Given entries start

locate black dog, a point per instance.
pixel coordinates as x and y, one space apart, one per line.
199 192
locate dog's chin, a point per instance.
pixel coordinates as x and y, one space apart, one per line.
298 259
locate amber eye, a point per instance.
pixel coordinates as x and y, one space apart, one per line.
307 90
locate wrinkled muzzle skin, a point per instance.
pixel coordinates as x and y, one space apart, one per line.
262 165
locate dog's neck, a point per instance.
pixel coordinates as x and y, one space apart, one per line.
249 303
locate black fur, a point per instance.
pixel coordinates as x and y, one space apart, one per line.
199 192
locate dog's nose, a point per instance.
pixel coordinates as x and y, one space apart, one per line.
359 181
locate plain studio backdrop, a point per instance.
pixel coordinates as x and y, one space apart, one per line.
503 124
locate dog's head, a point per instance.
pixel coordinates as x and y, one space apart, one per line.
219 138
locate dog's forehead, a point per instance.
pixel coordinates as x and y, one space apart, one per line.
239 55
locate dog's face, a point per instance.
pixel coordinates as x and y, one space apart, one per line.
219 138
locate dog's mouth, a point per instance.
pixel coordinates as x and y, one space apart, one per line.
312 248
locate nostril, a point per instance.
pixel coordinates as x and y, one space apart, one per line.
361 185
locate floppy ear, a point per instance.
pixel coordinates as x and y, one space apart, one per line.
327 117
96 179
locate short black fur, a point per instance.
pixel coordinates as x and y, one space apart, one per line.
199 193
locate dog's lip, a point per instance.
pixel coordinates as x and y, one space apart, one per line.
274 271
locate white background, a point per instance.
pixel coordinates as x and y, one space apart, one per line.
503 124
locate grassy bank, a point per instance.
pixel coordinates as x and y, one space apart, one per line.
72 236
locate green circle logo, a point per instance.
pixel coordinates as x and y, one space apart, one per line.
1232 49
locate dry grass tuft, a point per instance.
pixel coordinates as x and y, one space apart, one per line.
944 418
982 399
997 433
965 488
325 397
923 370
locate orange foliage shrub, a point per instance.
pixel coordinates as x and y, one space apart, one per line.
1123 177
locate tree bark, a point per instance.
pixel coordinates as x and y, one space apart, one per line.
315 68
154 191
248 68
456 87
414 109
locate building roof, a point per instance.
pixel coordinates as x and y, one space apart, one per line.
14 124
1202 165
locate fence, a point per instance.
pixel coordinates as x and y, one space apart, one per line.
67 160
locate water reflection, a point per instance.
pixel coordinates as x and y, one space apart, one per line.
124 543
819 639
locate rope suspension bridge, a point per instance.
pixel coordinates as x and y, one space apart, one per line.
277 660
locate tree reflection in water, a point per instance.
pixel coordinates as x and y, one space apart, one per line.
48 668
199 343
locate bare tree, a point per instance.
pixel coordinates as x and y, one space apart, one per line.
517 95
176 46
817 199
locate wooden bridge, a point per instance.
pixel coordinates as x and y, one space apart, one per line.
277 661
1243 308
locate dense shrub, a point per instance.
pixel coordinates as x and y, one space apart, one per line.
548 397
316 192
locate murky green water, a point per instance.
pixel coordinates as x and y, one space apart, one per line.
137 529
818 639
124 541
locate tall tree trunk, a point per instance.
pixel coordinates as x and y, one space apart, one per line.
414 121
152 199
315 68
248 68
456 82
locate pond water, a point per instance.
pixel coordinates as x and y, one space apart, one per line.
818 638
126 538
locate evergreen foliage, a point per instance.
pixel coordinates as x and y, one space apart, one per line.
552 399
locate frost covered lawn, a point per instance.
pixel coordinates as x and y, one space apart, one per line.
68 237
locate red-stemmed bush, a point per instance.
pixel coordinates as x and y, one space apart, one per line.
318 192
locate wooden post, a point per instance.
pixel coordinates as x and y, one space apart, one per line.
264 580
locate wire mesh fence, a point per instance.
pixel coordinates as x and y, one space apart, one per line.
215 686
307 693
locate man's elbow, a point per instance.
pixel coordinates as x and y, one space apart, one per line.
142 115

Given entries end

* **The problem**
Format everything above from the line containing "locate man's elbow, a point per instance." down to the end of the records as a two-column CSV with the columns input and output. Give one row per record, with each value in a single quoted field and line breaks replaced by spaces.

* **Written answer**
input,output
"locate man's elbow, a point per instance. pixel coordinates as x and y, one space apart, one per line.","142 115"